[[ WORKING DATA open ]]

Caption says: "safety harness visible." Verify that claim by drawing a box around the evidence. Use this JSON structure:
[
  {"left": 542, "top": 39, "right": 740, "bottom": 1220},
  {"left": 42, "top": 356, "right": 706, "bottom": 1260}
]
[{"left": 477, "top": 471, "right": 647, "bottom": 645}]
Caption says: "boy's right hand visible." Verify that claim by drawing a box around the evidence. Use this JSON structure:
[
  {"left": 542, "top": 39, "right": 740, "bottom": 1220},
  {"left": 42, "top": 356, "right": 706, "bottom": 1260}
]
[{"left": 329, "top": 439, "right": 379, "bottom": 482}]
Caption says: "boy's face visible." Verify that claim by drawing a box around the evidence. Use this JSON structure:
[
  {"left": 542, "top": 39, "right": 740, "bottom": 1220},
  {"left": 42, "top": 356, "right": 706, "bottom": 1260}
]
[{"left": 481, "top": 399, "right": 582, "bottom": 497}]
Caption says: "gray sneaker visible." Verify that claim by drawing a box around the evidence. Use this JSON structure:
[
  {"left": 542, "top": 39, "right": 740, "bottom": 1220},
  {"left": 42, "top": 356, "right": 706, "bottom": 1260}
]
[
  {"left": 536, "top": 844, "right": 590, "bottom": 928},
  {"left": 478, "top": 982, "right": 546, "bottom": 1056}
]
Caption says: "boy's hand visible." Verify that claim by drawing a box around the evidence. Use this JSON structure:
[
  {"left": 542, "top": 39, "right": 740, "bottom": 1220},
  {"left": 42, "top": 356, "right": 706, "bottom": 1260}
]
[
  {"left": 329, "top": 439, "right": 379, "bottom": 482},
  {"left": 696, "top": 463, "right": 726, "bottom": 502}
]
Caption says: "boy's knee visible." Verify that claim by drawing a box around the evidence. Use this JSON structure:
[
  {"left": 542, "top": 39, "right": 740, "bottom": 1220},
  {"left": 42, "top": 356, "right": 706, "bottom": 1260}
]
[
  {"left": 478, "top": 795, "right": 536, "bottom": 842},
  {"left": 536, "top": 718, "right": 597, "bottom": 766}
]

[[ WORKING DATA closed ]]
[[ WORKING DATA open ]]

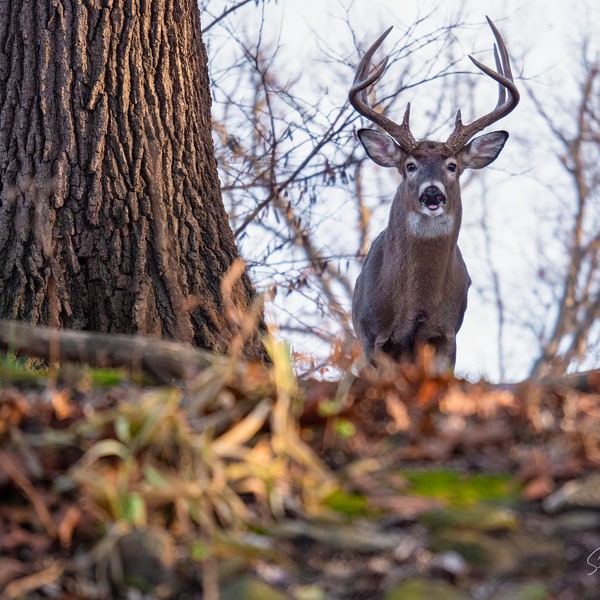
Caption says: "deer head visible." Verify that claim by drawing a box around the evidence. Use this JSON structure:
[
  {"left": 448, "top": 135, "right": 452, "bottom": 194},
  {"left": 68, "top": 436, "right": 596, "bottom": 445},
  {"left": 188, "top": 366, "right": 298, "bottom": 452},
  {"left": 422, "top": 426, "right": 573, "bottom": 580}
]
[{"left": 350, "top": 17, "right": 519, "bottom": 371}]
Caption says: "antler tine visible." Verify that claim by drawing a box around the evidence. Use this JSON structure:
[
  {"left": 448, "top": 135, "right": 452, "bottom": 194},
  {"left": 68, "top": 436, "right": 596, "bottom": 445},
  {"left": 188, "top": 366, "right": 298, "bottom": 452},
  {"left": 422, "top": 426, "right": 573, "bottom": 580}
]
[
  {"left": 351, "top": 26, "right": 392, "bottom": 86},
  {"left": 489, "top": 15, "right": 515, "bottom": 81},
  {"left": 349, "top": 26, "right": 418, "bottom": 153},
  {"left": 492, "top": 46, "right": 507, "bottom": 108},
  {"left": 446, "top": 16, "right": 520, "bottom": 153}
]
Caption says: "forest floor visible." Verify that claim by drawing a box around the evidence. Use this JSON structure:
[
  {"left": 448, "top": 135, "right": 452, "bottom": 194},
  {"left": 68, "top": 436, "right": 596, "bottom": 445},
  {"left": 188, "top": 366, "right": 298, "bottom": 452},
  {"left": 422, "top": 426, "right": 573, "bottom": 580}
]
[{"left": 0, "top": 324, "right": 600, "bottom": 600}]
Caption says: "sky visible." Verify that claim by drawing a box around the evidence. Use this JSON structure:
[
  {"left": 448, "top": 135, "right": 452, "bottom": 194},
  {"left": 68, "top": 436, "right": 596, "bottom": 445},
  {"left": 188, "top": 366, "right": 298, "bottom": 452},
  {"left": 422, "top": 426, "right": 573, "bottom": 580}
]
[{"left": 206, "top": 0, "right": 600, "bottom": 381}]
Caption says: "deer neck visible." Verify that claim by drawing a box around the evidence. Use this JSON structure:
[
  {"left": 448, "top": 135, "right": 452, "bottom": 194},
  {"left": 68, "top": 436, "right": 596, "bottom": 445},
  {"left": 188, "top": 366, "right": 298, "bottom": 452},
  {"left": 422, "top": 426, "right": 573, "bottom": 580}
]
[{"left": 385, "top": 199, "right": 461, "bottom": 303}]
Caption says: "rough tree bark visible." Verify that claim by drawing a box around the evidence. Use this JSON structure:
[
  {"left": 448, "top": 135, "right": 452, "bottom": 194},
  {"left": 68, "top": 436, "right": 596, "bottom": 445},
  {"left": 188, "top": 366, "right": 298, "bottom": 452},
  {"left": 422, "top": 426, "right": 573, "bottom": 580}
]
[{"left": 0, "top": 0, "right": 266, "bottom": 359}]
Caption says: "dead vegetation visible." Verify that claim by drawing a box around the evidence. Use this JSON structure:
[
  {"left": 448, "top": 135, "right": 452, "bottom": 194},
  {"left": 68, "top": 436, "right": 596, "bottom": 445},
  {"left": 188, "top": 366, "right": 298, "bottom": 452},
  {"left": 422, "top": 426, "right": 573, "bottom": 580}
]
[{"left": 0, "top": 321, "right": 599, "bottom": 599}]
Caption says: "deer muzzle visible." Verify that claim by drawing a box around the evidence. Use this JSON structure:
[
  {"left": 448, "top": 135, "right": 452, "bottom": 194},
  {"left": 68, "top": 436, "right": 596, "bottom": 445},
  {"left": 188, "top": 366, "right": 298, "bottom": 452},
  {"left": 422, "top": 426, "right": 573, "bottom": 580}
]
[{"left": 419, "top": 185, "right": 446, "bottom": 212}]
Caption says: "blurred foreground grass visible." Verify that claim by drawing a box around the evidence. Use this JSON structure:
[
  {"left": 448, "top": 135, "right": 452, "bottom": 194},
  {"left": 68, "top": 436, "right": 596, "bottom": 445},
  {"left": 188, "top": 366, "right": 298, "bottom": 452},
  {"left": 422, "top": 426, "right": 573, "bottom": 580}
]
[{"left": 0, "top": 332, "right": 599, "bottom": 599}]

[[ WORKING DATA closed ]]

(PROBLEM DESCRIPTION) Lines of the material that contain the word "hand" are to be gathered.

(PROBLEM SOLUTION)
Caption says: "boy's right hand visible." Verify that claim by drawing a box around the evidence. Use this JSON structure:
Caption says: "boy's hand visible." Verify that claim by drawing a box around the evidence. Use this JSON structure:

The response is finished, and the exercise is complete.